WHAT IS BEING ASKED: Using the data below, gather each line that includes the word "concrete".

EXCERPTED RECORDS:
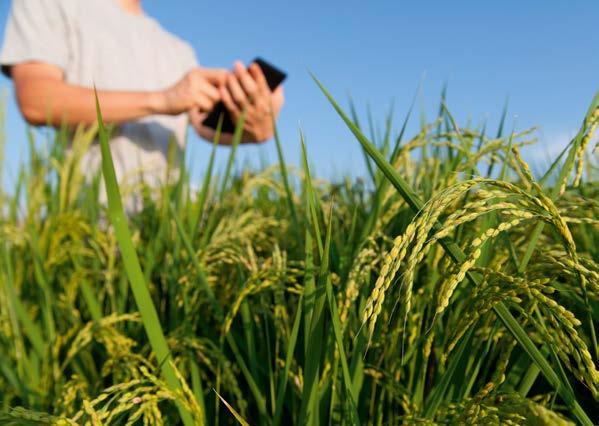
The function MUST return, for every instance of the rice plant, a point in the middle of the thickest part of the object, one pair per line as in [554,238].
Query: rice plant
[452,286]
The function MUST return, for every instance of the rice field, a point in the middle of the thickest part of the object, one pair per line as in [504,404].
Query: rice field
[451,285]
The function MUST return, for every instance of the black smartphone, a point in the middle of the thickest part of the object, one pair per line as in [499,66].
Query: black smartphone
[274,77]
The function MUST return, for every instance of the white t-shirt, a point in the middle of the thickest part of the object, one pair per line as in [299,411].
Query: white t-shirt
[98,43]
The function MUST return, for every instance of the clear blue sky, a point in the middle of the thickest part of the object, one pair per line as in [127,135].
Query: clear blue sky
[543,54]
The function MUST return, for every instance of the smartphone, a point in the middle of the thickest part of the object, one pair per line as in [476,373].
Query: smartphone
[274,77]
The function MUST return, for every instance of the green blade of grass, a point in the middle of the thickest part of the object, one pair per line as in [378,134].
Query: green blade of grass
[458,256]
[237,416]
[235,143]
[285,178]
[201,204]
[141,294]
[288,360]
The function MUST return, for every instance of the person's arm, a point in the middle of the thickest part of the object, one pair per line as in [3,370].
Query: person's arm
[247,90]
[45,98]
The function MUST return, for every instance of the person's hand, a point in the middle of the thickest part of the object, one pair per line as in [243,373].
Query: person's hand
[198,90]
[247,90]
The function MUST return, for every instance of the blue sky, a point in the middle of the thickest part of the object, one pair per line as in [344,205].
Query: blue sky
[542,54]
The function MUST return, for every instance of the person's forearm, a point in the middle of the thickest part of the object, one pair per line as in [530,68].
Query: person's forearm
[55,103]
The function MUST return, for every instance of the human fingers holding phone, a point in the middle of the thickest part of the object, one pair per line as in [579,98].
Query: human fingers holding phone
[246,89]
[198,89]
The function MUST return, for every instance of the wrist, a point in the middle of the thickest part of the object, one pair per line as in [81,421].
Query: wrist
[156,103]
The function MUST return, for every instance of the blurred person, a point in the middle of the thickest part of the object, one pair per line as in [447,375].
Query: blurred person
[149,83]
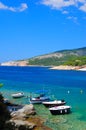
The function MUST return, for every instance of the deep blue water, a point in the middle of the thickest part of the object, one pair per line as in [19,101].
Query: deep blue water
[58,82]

* * *

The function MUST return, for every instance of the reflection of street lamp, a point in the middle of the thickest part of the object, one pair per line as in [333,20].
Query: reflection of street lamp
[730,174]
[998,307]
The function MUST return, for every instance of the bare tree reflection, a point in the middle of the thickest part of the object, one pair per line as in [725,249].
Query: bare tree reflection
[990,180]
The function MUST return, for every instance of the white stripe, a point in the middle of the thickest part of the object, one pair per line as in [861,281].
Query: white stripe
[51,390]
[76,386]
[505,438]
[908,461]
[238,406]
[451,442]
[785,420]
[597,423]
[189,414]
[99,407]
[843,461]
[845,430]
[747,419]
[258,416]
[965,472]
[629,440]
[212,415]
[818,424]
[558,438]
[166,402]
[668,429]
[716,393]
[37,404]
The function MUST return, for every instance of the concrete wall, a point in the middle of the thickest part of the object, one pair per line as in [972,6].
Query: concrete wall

==

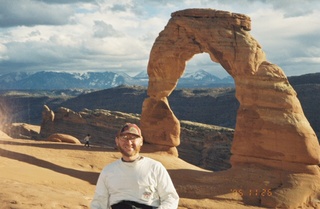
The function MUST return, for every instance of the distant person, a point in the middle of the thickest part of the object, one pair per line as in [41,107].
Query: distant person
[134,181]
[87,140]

ANSWER SPACE:
The function MUST return, for every instance of the concrete wall, a point in the middle of the thickest part of the object, one pair per line as in [972,6].
Query: concrete wall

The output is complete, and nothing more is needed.